> _Your goal_
Extend the mailing-list exchange below about the CXL use-after-free detected by Kfence, picking up after its final sentence.

> _Text section_
Why do you think the put_device() is making deref of cxld bad here?
That cxld is still present.

Maybe the unrelated bug here is that we are leaking the res. 
Rather that returning directly, take the kfree(res) path out.


> +               return rc;
>         }
> +
> +       rc = cxl_decoder_autoremove(dev, cxld);
> +

Now this rc is not examined.


>         dev_dbg(dev, "add: %s node: %d range [%#llx - %#llx]\n",
>                 dev_name(&cxld->dev),
>                 phys_to_target_node(cxld->hpa_range.start),
>                 cxld->hpa_range.start, cxld->hpa_range.end);
> 
> -       return 0;
> +       return rc;
> 
>  err_insert:
>         kfree(res->name);
Breno Leitao July 10, 2023, 10:41 a.m. UTC | #5
On Fri, Jul 07, 2023 at 03:17:58PM -0700, Alison Schofield wrote:
> On Fri, Jul 07, 2023 at 09:16:16AM -0700, Breno Leitao wrote:
> > Kfence is detecting a user-after-free in the CXL, when cxl_decoder_add()
> > fails. Kfence drops this message, after the following:
> > 
> >   BUG: KFENCE: use-after-free read in resource_string
> > 
> > This is happening in cxl_parse_cfmws(), and here is a simplified flow
> > that is coming from Kfence.
> > 
> > Use-after-free:
> > 	_dev_err
> > 	cxl_parse_cfmws
> > 	acpi_table_parse_entries_array
> > 	acpi_table_parse_cedt
> > 	cxl_acpi_probe
> > 
> > Free:
> > 	cxl_decoder_release
> > 	device_release
> > 	kobject_put
> > 	cxl_parse_cfmws
> > 	acpi_table_parse_entries_array
> > 	acpi_table_parse_cedt
> > 	cxl_acpi_probe
> > 
> > Alloc:
> > 	cxl_decoder_alloc
> > 	cxl_parse_cfmws
> > 	acpi_table_parse_entries_array
> > 	acpi_table_parse_cedt
> > 	cxl_acpi_probe
> > 	platform_probe
> > 
> > From my reading of the issue, the device struct being used by
> > dev_err() was removed in the put_device() before.
> 
> Hi Breno, 
> 
> I'm not familiar w kfence, but I don't follow what it finds
> suspect here. Does kfence point to exact offensive lines of
> code, or ???

Unfortunately I do not lines that match anything public. Collecting them
might be hard also, since kfence problems during failure mode are not
easy to reproduce.

> The put_device() removed &cxld->dev and the dev_err() that
> this patch moves the put after, was using 'dev', which was
> assigned from ctx.dev. It is not the same as &cxld->dev. I
> wonder if Kfence thinks we can get to the next dev_dbg()
> statement and misuse &cxld->dev.

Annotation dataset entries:
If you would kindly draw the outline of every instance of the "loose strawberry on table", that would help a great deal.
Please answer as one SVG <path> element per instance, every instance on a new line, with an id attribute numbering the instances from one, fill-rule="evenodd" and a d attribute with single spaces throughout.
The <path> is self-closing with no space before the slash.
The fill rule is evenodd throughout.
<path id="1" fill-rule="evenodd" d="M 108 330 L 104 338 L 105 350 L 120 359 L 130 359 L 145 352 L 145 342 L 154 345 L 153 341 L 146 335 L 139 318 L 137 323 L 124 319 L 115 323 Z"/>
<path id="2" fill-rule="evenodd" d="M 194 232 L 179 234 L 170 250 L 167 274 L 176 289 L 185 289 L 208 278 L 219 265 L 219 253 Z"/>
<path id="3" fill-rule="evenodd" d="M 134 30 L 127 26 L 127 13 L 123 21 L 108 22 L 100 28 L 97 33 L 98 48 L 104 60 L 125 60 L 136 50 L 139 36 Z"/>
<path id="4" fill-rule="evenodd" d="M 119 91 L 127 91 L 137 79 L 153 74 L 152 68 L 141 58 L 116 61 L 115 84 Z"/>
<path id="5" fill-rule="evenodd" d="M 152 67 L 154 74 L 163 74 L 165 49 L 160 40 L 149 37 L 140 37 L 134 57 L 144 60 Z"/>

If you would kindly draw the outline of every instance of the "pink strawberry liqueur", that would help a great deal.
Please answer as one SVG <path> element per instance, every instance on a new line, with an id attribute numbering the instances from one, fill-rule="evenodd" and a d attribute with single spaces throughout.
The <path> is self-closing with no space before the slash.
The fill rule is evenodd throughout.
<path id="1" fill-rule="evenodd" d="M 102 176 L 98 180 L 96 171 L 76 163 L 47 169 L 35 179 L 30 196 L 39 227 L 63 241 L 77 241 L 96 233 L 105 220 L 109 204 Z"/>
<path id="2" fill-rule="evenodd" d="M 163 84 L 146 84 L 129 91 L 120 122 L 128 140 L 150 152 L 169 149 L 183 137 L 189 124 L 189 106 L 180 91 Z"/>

> _Solved problem_
Any chance that "struct device_type->release"() might be touching
ctx->dev? This is because "struct device_type->release"() is calling
during the put operation, which seems to be the one de-allocating the
resource.

> More below...
> 
> 
> > 
> > Put the device just after the message is printed.
> > 
> > Signed-off-by: Breno Leitao <leitao@debian.org>
> > ---
> >  drivers/cxl/acpi.c | 7 +++----
> >  1 file changed, 3 insertions(+), 4 deletions(-)
> > 
> > diff --git a/drivers/cxl/acpi.c b/drivers/cxl/acpi.c
> > index 658e6b84a769..5179bf4211d8 100644
> > --- a/drivers/cxl/acpi.c
> > +++ b/drivers/cxl/acpi.c
> > @@ -291,14 +291,13 @@ static int cxl_parse_cfmws(union acpi_subtable_headers *header, void *arg,
> >  	}
> >  	rc = cxl_decoder_add(cxld, target_map);
> >  err_xormap:
> > -	if (rc)
> > -		put_device(&cxld->dev);
> > -	else
> > -		rc = cxl_decoder_autoremove(dev, cxld);
> >  	if (rc) {
> >  		dev_err(dev, "Failed to add decode range [%#llx - %#llx]\n",
> >  			cxld->hpa_range.start, cxld->hpa_range.end);
> > +		put_device(&cxld->dev);
> >  		return 0;
> > +	} else {
> > +		rc = cxl_decoder_autoremove(dev, cxld);
> >  	}
> >  	dev_dbg(dev, "add: %s node: %d range [%#llx - %#llx]\n",
> >  		dev_name(&cxld->dev),
> > -- 
> > 2.34.1
> > 
> 
> (pulled in fresh code snippet to get the dev_dbg() in view.)
> 
> >	}
> >	rc = cxl_decoder_add(cxld, target_map);
> >err_xormap:
> >	if (rc)
> >		put_device(&cxld->dev);
> >
> 
> This puts &cxld->dev, not dev.
> 
> >
> >	else
> >		rc = cxl_decoder_autoremove(dev, cxld);
> >	if (rc) {
> >		dev_err(dev, "Failed to add decode range [%#llx - %#llx]\n",
> >			cxld->hpa_range.start, cxld->hpa_range.end);
> >		return 0;
> 
> This return avoids getting to the next dev_dbg() statement after
> put_device(). We cannot get to the next dev_dbg() statement when
> rc is non zero, but it seems kfence thinks we can.

Oh, the problems is on dev_err() not on dev_dbg(). Basically on the
return path.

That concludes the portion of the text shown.